━━━ Source text
OK you got me. I'm in the process of setting up my computer as dual boot. In the past few weeks Ive read quite a bit about linux, about switching from windows and listened to few podcasts. I cant wait to try a bunch of distros

There are a few questions that I couldnt find an answer for in online guides, prolly cos they seem obvious to people who've been using linux and theyre bit silly. Also I have a few concerns re hardware compatibility cos Im using old machine.

ram question...

My desktop is 5-6 years old technology. Still looks like linux distros dont need much. Thinking of going with ubuntu 9.04 first. My ram is only 256 mb, but Im well over the other requirements.

Will the live cd run at 256mb? Ubuntu site says it needs 384mb, but does that mean it wont run at all below 384mb it or it will just run bad?

Also the 384mb that ubuntu needs to run compiz effects, what does that mean? Does it mean it will eat up 384mb so if you wanna run other programs and games you'll need 384mb + what the game needs? Or is it just an estimate of how much it needs to run properly with games/programs included in there...

How much does ubuntu 9.04 use without running any programs, when it starts up?
━━━━━━
━━━ Source material
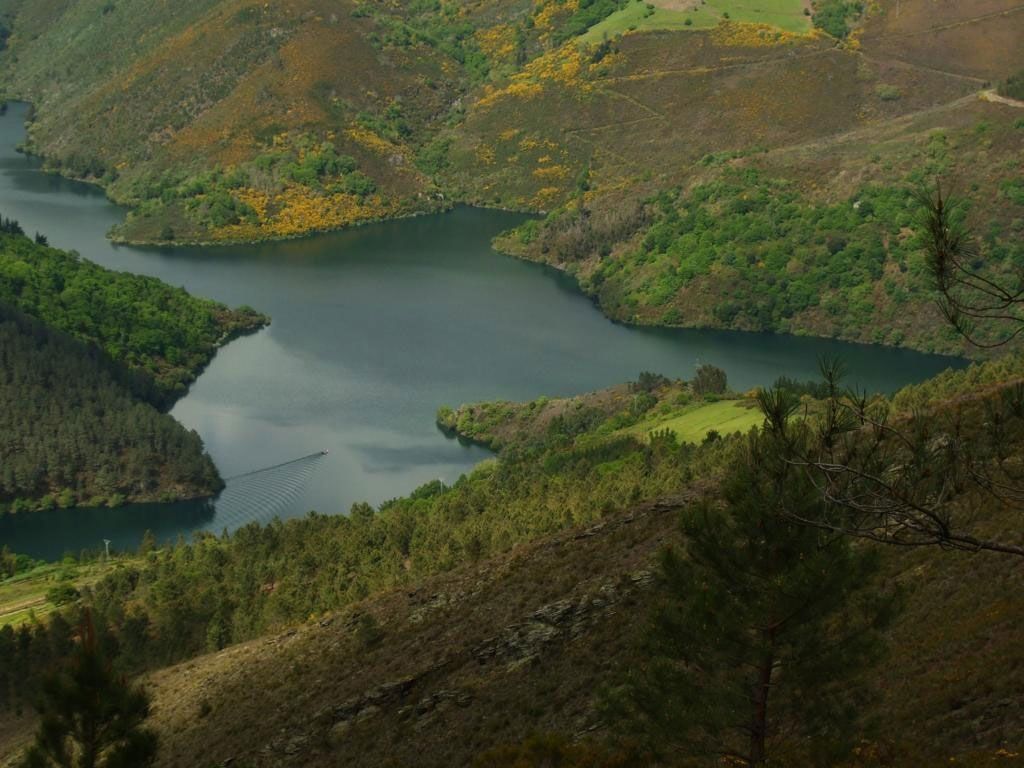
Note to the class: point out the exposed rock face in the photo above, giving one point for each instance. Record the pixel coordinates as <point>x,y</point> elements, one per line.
<point>488,649</point>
━━━━━━
Translate this sentence from the dual-boot post into Spanish: "How much does ubuntu 9.04 use without running any programs, when it starts up?"

§ Solution to this exercise
¿Cuánto usa ubuntu 9.04 sin ejecutar ningún programa, cuando arranca?